EXERCISE DESCRIPTION: All lines from the one containing "Target: arched window opening" down to the one containing "Target: weathered stone", both ends included, are to be given again exactly; omit the rest of the listing below.

PROVIDED RECORDS:
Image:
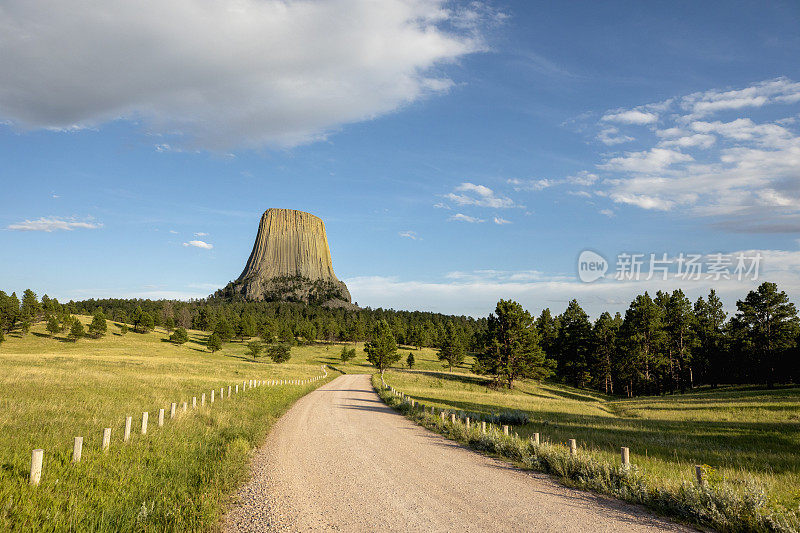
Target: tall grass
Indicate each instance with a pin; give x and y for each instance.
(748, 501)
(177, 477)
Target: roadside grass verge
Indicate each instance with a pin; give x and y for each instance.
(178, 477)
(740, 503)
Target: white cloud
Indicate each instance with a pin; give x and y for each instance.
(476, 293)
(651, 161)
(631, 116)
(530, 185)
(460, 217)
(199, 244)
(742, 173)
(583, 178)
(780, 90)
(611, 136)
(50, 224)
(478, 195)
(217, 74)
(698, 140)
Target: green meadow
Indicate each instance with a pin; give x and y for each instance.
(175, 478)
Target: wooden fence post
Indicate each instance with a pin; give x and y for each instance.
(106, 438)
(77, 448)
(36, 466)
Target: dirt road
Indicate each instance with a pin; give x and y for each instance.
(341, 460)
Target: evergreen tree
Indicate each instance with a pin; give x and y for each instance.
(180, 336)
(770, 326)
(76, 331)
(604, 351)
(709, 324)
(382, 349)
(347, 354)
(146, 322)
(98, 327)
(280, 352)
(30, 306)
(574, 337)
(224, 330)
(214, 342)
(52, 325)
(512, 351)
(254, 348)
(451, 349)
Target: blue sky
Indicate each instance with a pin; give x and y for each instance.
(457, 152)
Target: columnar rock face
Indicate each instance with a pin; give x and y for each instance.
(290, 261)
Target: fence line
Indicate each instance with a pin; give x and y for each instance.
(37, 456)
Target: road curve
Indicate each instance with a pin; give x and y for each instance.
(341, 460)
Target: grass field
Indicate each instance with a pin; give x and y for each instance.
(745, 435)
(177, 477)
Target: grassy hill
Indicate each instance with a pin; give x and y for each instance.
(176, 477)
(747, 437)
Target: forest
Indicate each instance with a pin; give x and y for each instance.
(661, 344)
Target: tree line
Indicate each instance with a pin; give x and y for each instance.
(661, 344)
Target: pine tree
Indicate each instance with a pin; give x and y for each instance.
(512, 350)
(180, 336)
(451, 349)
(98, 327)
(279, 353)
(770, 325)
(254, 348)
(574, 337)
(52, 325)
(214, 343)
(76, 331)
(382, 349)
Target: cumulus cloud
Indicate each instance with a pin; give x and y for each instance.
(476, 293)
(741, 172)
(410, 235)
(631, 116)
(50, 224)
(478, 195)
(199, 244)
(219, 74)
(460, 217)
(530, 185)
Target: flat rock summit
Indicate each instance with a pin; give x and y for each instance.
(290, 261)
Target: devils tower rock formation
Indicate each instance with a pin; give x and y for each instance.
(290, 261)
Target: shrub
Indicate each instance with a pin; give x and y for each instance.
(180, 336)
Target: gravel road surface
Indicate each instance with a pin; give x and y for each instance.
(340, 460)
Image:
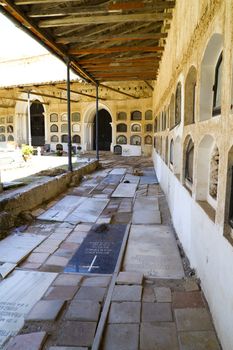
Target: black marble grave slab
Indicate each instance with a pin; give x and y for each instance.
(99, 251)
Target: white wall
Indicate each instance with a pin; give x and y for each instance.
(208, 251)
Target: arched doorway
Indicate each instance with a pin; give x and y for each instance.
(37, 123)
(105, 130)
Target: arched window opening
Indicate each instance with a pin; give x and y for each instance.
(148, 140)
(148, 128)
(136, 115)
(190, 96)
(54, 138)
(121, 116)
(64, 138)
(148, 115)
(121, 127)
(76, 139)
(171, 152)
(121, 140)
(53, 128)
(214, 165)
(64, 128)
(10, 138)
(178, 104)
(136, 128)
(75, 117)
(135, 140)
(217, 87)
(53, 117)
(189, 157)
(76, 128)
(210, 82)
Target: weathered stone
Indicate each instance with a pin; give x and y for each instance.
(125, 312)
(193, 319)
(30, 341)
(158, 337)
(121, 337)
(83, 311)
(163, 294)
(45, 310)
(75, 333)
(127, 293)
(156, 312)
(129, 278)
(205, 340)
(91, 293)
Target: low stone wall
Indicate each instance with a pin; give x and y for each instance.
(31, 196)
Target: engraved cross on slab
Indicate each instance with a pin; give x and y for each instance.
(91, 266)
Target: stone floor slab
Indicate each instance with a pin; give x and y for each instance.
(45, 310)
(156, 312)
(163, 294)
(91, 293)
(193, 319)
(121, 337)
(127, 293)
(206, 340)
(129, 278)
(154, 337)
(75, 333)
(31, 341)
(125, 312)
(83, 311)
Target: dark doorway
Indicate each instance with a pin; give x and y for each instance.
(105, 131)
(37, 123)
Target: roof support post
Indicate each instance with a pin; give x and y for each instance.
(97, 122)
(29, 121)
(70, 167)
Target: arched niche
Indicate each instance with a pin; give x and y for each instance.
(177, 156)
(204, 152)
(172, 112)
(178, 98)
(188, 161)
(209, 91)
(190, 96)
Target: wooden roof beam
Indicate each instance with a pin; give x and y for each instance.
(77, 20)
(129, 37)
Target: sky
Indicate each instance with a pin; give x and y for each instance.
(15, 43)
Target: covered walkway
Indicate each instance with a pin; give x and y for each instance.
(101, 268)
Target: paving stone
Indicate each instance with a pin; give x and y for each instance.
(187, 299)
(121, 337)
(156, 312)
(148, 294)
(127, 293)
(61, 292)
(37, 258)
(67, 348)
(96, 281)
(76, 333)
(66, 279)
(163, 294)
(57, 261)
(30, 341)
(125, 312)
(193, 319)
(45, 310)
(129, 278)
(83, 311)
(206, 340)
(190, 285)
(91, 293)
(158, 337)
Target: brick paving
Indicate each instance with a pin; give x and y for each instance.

ANSWER AREA:
Target: arched window opening
Indicate each instance with a pin; give x and y for each instance.
(148, 140)
(148, 128)
(136, 115)
(190, 96)
(54, 138)
(121, 116)
(64, 138)
(148, 115)
(121, 127)
(76, 139)
(171, 152)
(121, 140)
(53, 128)
(214, 165)
(64, 128)
(10, 138)
(178, 104)
(136, 128)
(75, 117)
(135, 140)
(217, 87)
(53, 117)
(189, 157)
(76, 128)
(210, 82)
Target: weathered stone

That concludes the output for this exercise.